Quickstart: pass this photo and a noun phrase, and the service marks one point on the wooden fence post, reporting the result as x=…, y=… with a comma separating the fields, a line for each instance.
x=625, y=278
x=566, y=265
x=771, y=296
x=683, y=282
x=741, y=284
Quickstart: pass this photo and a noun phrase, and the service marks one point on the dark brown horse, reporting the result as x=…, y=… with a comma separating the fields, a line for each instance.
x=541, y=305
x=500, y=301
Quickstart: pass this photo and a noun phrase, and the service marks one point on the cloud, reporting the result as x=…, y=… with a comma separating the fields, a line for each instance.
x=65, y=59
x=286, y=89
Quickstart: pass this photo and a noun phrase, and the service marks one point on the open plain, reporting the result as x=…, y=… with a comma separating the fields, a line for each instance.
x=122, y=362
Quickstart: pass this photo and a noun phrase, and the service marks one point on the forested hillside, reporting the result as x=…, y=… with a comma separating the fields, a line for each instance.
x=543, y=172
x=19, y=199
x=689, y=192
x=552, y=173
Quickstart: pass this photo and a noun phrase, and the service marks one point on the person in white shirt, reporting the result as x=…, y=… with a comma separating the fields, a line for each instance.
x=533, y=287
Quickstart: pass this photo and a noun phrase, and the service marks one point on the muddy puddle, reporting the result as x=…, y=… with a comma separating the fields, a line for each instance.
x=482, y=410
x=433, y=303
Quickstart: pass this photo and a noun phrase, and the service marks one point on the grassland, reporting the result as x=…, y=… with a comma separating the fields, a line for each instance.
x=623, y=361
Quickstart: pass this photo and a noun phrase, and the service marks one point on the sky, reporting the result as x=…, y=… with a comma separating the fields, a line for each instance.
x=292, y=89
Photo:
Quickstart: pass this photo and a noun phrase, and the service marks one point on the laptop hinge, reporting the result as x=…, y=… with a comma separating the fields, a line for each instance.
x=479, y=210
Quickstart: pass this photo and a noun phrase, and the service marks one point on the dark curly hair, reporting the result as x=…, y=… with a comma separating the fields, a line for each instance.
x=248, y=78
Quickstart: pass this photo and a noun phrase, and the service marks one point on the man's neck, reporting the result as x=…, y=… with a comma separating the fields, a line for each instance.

→ What you will do
Turn all of the rows above into a numbered list, leaving out any blank lines.

→ Final result
1. Quickstart: pass this photo and a noun phrase, and the service marks one point on the wooden fence post, reporting the result as x=…, y=… with a comma separating the fields, a line for each instance.
2. x=625, y=278
3. x=566, y=265
4. x=771, y=296
5. x=683, y=282
6. x=741, y=284
7. Quickstart: pass this photo and a noun phrase, and the service marks one point on the dark brown horse, reporting the result as x=…, y=… with a comma separating the fields, a line for each instance.
8. x=541, y=305
9. x=500, y=301
10. Quickstart: pass this photo and a noun phrase, and the service marks one point on the cloud, reporting the result as x=…, y=… with a comma separating the fields, a line for each instance.
11. x=65, y=59
12. x=286, y=89
13. Quickstart: pass this photo and a noun phrase, and the service marks one point on the open plain, reporting the result as x=…, y=… with a comma separating the fields, a line for each instance.
14. x=122, y=362
15. Quickstart: pass this photo and a noun phrase, and the service marks one point on the forested hillside, reporting the result as x=…, y=… with a comma separating the fields, a line for each instance.
16. x=543, y=172
17. x=19, y=199
18. x=689, y=192
19. x=552, y=173
20. Quickstart: pass this photo and a noun phrase, and the service marks one point on the person in white shirt, reporting the result as x=…, y=… with a comma separating the fields, a line for each instance.
21. x=533, y=287
22. Quickstart: pass this photo and a noun phrase, and the service marks one point on the muddy puddle, reporting the result as x=…, y=… with a comma separating the fields, a line for each instance.
23. x=482, y=410
24. x=433, y=303
25. Quickstart: pass this photo and a noun phrase, and the service marks one point on the grassland, reporting the result as x=…, y=… with a comma separating the fields, a line for each instance.
26. x=623, y=361
27. Quickstart: pass this photo and a noun phrase, and the service marks one point on the sky, reporting the result as x=…, y=… with a comma separating the fields, a line for each instance.
28. x=292, y=89
29. Photo:
30. Quickstart: pass this photo and a noun phrase, and the service marks one point on the laptop hinge, reporting the result as x=…, y=… with a comma separating the fields, a line for each instance.
31. x=479, y=210
32. Quickstart: pass this photo and a noun phrase, and the service marks one point on the dark curly hair, reporting the result as x=…, y=… with a comma separating the fields, a line for each instance.
33. x=248, y=78
34. Quickstart: pass this photo and a noun phrase, and the service marks one point on the man's neck, reporting the result as x=…, y=… with a comma separating the fields, a line for each instance.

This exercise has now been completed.